▶ [STATED EXERCISE]
Locate the line that contains "Expected: one point per instance of the dark". Reproduce it and all following lines up to the end of the material, exactly and with nothing added.
BEGIN RECORDED INFORMATION
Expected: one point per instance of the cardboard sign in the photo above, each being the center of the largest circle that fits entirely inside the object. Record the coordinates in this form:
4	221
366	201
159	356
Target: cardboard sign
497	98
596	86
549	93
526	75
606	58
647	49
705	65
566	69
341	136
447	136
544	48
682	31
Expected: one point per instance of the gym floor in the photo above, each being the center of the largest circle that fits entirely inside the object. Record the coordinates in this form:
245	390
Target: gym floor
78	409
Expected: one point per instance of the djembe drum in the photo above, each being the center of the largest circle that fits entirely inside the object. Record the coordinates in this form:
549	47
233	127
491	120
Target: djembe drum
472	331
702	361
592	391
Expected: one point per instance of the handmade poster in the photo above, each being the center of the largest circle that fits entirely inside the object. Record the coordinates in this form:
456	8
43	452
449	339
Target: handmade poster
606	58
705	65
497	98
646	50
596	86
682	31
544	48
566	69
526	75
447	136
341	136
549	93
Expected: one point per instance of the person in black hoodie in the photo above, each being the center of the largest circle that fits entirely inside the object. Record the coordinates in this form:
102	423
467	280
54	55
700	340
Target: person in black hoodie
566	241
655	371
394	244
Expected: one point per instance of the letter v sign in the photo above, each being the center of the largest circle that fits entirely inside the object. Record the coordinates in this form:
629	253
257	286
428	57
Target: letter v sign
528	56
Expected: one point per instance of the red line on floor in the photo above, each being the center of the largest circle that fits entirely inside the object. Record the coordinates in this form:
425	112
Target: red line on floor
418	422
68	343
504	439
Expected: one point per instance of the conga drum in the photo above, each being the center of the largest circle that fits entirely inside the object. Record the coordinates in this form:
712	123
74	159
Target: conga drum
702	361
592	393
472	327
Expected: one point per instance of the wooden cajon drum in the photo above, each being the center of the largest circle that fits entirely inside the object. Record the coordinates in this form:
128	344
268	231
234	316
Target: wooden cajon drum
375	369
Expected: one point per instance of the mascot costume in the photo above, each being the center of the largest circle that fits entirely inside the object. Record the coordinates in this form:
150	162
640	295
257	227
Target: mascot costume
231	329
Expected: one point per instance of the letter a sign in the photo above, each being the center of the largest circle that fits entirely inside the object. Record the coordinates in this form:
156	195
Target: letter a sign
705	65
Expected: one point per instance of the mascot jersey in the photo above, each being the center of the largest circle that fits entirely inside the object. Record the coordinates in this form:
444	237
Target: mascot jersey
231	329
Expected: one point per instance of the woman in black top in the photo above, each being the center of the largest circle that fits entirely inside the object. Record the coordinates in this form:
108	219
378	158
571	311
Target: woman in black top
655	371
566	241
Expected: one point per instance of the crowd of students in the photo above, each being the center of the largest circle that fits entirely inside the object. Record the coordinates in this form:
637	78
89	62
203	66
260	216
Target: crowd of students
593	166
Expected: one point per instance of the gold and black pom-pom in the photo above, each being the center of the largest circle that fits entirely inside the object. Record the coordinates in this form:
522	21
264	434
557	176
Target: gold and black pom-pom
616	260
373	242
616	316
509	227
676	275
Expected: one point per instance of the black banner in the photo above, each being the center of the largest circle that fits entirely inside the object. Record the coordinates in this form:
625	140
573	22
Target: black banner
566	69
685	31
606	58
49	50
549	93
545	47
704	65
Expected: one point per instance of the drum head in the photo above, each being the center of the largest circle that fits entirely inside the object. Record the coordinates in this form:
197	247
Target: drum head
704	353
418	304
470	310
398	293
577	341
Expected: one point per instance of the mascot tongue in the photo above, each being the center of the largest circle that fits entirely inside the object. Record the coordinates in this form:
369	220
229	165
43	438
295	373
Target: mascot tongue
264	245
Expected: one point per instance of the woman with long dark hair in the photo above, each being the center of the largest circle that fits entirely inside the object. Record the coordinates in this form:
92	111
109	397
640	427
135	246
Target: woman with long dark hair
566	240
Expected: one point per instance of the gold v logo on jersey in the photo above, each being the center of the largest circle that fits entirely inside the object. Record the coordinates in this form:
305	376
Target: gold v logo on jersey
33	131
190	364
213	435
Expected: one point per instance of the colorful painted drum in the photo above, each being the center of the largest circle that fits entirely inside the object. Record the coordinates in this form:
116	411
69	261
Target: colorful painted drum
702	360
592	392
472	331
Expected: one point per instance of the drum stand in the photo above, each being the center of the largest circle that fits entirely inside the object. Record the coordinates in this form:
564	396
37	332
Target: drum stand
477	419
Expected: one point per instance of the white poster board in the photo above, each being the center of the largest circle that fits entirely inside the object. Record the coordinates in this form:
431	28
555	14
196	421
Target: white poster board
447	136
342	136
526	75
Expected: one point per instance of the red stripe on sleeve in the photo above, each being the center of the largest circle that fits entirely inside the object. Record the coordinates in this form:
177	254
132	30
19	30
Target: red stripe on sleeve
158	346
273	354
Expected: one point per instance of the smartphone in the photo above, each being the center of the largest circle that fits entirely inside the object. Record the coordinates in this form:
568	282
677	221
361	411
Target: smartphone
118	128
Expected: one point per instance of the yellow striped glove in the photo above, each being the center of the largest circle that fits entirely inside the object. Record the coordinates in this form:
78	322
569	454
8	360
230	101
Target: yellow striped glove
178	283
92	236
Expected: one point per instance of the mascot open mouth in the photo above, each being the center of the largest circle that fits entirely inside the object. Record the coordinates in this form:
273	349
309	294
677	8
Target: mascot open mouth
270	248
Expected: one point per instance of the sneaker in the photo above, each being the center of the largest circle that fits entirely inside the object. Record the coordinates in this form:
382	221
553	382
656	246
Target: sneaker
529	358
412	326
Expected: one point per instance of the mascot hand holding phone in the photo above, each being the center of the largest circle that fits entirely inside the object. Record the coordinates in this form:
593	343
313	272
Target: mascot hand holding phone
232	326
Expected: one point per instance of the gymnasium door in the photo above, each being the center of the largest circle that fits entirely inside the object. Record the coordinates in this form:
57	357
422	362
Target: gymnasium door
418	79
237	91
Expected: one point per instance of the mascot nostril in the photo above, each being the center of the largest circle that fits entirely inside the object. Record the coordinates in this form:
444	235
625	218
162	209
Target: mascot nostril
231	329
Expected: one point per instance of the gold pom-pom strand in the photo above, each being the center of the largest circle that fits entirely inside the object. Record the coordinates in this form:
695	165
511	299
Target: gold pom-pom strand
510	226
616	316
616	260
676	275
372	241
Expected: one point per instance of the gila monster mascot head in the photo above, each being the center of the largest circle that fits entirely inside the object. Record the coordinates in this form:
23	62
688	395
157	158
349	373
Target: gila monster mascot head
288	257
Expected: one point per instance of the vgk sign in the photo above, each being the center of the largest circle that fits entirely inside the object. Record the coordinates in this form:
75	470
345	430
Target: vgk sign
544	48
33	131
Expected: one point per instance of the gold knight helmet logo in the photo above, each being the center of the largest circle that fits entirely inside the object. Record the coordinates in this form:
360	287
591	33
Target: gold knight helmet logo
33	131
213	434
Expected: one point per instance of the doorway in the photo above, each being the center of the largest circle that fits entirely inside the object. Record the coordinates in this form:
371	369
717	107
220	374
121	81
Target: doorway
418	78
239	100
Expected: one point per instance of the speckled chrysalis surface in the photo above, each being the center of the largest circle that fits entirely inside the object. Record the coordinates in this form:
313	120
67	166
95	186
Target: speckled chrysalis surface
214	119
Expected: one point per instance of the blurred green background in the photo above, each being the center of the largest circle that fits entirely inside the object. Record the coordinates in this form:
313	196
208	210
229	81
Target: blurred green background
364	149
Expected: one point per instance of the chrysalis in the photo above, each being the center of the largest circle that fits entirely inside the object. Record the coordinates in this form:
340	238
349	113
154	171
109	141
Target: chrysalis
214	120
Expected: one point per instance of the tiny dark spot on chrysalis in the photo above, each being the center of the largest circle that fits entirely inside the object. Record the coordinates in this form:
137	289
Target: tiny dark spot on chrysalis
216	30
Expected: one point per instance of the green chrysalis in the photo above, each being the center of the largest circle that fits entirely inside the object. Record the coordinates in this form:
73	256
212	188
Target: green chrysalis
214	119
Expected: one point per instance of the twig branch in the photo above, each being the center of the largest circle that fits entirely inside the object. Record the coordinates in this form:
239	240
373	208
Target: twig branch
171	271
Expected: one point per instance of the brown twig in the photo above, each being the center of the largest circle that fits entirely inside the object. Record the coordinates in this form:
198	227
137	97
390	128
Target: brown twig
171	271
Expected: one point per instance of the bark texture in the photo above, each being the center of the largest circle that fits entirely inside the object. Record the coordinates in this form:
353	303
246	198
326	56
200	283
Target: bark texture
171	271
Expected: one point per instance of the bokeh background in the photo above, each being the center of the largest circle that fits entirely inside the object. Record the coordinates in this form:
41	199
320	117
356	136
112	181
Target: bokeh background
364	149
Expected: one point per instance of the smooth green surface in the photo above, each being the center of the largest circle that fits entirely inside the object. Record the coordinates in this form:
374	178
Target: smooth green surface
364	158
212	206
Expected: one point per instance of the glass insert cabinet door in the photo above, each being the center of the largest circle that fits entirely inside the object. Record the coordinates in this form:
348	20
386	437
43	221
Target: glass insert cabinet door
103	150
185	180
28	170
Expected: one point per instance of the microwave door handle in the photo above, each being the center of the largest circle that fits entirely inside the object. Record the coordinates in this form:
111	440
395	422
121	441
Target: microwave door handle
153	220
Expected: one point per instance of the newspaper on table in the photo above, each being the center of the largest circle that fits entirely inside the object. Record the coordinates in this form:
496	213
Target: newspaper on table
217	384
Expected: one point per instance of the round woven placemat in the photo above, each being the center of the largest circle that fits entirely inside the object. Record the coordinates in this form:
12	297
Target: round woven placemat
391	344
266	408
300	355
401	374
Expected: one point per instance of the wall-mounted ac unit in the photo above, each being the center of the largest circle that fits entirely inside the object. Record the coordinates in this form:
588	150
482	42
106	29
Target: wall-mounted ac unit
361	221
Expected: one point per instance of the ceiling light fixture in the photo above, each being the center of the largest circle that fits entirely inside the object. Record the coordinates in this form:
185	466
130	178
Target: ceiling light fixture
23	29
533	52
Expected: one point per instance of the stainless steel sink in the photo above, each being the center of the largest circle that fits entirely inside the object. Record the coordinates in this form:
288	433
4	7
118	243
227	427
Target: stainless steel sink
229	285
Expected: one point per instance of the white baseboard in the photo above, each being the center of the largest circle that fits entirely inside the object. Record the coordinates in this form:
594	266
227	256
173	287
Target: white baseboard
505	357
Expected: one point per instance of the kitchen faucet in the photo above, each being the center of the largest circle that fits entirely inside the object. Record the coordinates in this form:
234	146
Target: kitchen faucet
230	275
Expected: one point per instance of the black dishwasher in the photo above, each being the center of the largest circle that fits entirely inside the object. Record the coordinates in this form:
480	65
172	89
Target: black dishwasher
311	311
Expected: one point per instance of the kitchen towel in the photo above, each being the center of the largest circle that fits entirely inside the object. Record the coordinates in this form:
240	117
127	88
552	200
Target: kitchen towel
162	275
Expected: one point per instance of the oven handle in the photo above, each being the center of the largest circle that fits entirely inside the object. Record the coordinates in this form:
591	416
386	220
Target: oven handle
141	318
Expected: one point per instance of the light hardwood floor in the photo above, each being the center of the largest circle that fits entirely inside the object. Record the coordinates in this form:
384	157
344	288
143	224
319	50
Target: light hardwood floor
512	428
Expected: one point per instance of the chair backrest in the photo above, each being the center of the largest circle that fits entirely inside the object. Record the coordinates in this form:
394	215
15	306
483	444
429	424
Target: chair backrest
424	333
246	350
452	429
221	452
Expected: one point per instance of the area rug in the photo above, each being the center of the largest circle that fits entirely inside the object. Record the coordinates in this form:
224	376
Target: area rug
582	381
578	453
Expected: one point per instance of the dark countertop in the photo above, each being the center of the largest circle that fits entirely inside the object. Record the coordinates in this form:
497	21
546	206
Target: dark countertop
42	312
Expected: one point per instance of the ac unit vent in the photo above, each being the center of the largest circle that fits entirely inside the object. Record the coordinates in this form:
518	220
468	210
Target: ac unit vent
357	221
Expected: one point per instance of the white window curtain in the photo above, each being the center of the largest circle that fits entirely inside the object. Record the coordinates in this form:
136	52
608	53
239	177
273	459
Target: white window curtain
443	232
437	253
END RECORDED INFORMATION
▶ [THE COMPLETED TASK]
Expected: one point per instance of the dark countertop in the photo above, each being the center of the largest circle that fits entirely inside the object. Record the coordinates in this form:
497	21
546	206
Target: dark countertop
42	312
Expected: one point per instance of the ac unit vent in the photo above, each being the center of the largest circle that fits entirely inside the object. Record the coordinates in this form:
518	220
468	210
Target: ac unit vent
357	221
Expected: one point per instance of the white window curtain in the photo above, each being the center of the largest circle that fits entirely inside the object. Record the coordinates in this form:
136	52
608	53
239	177
273	459
Target: white window curtain
443	232
437	253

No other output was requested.